§ **Your objective**
Quote every line of the material beneath this one.

§ **Supplied material**

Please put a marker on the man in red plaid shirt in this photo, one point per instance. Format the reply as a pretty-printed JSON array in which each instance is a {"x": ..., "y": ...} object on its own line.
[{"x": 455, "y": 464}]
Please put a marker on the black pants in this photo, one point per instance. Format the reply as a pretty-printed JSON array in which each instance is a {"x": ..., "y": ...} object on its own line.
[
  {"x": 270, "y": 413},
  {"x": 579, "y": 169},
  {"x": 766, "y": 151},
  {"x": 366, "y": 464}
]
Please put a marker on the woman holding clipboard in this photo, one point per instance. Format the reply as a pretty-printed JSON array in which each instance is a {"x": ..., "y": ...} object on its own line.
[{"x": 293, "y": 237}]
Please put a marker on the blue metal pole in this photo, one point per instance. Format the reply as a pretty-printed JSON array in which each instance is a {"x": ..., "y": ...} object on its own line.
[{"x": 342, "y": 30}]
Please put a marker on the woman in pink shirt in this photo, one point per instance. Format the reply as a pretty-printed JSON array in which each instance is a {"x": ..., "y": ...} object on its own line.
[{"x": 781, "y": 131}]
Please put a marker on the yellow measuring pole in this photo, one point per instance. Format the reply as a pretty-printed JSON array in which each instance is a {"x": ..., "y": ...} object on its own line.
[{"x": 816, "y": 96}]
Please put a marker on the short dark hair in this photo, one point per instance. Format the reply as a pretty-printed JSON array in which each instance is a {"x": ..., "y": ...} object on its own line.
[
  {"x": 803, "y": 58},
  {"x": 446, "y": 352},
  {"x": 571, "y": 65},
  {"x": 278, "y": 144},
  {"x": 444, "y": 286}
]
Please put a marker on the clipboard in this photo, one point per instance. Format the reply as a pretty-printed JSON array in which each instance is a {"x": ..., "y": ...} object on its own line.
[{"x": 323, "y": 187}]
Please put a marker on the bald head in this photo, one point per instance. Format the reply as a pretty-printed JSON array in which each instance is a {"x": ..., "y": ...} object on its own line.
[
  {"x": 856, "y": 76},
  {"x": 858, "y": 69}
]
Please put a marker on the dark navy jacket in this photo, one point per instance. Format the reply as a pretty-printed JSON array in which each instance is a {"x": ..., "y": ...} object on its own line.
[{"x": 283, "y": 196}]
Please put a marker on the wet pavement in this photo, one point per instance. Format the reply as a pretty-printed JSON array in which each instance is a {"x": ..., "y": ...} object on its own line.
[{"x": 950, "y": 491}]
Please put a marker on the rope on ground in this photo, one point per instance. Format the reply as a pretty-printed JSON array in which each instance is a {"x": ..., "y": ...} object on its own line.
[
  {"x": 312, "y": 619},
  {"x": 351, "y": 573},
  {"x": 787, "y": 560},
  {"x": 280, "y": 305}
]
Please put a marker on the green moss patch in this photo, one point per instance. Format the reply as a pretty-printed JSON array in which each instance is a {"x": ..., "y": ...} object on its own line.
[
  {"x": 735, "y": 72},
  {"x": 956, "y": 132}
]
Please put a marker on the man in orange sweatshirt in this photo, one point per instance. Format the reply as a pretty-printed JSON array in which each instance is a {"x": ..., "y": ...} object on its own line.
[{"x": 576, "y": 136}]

§ **Solved problem**
Please put a marker on the man in red plaid shirt in this photo, one point per instance. Format the reply as a pretty-printed JSON array in which each instance is a {"x": ..., "y": ...} object on its own line.
[{"x": 455, "y": 464}]
Please put a marker on the black pants in this photo, one point per instance. Format the reply as a pretty-printed JSON array in which each instance is a {"x": ..., "y": ...} object on its own line.
[
  {"x": 270, "y": 413},
  {"x": 579, "y": 169},
  {"x": 766, "y": 151},
  {"x": 366, "y": 464}
]
Please put a marker on the woman holding clipboard in this photo, one point per instance. Format the reply as a pretty-printed JSON array in which each instance is a {"x": ..., "y": ...} object on its own line.
[{"x": 293, "y": 237}]
Please put a marker on the blue metal pole in this photo, one point per instance. Format the reply as a pretty-printed JSON array in which each instance is a {"x": ..., "y": ...} object on its own line.
[{"x": 342, "y": 30}]
Please put a marker on the woman in pink shirt in this photo, one point per instance. Format the reply as a pretty-printed JSON array in which each instance is a {"x": ..., "y": ...} object on its own line.
[{"x": 781, "y": 131}]
Please put a marker on the yellow measuring pole in this photo, one point per instance. Format the reply as a pretty-printed JSON array in which each instance is a {"x": ..., "y": ...} object on its own line.
[{"x": 816, "y": 96}]
Please put a marker on the short dark hair in this photo, one point per instance. Format the reply as a pretty-printed JSON array in which each instance is a {"x": ..., "y": ...} object on its own line.
[
  {"x": 803, "y": 58},
  {"x": 446, "y": 352},
  {"x": 571, "y": 65},
  {"x": 278, "y": 144},
  {"x": 444, "y": 286}
]
Please put a marker on the clipboard in this photo, one point per instance. Format the reply as a pretty-printed JSON array in which each instance is a {"x": ..., "y": ...} object on its own line.
[{"x": 323, "y": 187}]
Please put a marker on the bald head in this photo, one point per instance. Format the reply as a pretty-printed JSON array in which each instance is a {"x": ..., "y": ...} object on its own line.
[
  {"x": 856, "y": 76},
  {"x": 858, "y": 69}
]
Please put a marker on the dark navy jacket in this photo, one point per instance. Format the reply as a pretty-printed JSON array in which each instance is a {"x": ..., "y": ...} object on its own line.
[{"x": 283, "y": 196}]
Please put a marker on the wet pavement in this photo, one point per instance. Format the reply as a pretty-printed JSON array in which each instance is a {"x": ..., "y": ...} object on its own line.
[{"x": 950, "y": 491}]
Please put a marker on the rope on ground in this photo, one point per instance. Format the reply as a pretty-printed JSON array in which each instance is a {"x": ..., "y": ...} object on its own line.
[
  {"x": 312, "y": 619},
  {"x": 351, "y": 573},
  {"x": 787, "y": 560},
  {"x": 280, "y": 305}
]
Please put a marker on the green moss patch in this photo, one point per instance. Format the reply as a pretty-printed JSON array in which each instance is a {"x": ..., "y": ...} object on its own line.
[
  {"x": 735, "y": 72},
  {"x": 956, "y": 132}
]
Please put a marker on the man in orange sweatshirt in this photo, one point per instance. Format the reply as a pretty-printed JSON array in which each instance is a {"x": ..., "y": ...} object on its own line.
[{"x": 576, "y": 136}]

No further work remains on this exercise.